+++ SOURCE DOCUMENT

Botanical Name — Gynura aurantiaca
Common Name — Purple passion or Purple velvet
Plant Family — Asteraceae
This vibrant member of the daisy family is native to Southeast Asia, where it’s found in the tropical rainforests of Java, Indonesia. In its native environment it grows as a low lying ground cover. Stems trail and twine. Known for its unique, velvety stems in bright purple, this plant makes a standout cascading specimen in a hanging basket.
- Bright, indirect light. An eastern or northern facing window is ideal.
- Will start to lose intense purple color when the plant is not getting enough light.
- Will burn if the plant is placed in direct sunlight.
- Does well in temperatures between 65 and 85 degrees.
- It likes high humidity, but this is not essential. Purple passion will do fine in a normal household environment.
- Allow the top 25% of soil to dry out in between waterings.
- Try to keep foliage dry. Do not mist.
- Moisture can get trapped in the “hairs” on the leaf and cause burning if the sun is too bright, or increase chances of fungal disease.
- Good indoor potting mix.
- Moist, but well draining, well aerated soil.
- Likes nutrient soil, high in organic matter.
- Produces yellow, orange foul smelling flowers. Should be pruned once they appear.
- Blooms from November to February in seasonal regions.
- Generally does not blossom in low light.
- Fertilize with a balanced houseplant fertilizer once a month during the summer. Never fertilize in winter.
- Can easily be propagated from stem cuttings placed in water or directly in soil.
- No serious insect problems or susceptibilities.
- Watch out for common pests: whiteflies, mealy bugs, spider mite, scale, and aphids
- Overwatering can cause rot.
Maintenance (pruning, legginess, repotting)
- Likes to be kept root bound in small pots. Repot once every two to three years, moving up on pot size.
- Purple passion is non-toxic to humans and pets, but should not be ingested.

++++++
+++ SOURCE DATA

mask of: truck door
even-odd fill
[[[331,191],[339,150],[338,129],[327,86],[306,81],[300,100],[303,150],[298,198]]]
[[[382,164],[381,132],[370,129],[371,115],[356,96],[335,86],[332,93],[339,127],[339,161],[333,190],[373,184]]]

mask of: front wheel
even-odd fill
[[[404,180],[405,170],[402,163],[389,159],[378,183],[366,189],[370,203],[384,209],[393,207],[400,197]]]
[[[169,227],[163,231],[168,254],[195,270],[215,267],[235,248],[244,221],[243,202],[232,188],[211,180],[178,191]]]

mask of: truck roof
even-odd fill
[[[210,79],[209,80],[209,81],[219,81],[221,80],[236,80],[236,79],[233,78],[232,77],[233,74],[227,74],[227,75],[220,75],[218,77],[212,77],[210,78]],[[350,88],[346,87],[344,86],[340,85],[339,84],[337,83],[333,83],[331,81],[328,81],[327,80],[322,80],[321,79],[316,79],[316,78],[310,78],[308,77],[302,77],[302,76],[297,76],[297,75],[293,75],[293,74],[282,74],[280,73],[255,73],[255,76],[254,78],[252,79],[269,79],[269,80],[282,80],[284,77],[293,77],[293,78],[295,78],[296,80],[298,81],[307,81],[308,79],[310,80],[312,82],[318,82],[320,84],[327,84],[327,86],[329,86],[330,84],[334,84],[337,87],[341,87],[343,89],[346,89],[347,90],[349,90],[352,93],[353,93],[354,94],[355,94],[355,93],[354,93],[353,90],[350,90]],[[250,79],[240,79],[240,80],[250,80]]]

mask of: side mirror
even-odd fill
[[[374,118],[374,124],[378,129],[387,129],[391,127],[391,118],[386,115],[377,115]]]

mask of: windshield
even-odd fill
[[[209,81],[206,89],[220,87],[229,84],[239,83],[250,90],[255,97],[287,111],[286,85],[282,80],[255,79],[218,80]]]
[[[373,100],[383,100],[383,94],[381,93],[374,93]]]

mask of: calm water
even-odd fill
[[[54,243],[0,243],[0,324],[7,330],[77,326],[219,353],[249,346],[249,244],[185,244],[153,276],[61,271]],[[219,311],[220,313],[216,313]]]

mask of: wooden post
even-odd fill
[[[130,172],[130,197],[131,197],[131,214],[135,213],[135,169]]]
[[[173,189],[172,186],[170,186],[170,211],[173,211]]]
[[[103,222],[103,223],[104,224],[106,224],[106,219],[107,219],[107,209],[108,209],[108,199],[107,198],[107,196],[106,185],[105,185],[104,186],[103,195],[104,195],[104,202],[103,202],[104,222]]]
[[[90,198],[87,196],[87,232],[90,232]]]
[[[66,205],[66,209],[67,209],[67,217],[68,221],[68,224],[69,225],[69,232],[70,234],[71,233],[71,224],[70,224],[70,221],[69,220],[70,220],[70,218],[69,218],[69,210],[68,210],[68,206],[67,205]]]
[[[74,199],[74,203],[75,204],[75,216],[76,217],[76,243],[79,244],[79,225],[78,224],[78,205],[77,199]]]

++++++

**TASK PROMPT**: According to the purple passion care guide, how much of the soil should dry out between waterings?

**ANSWER AREA**: The top 25% of the soil.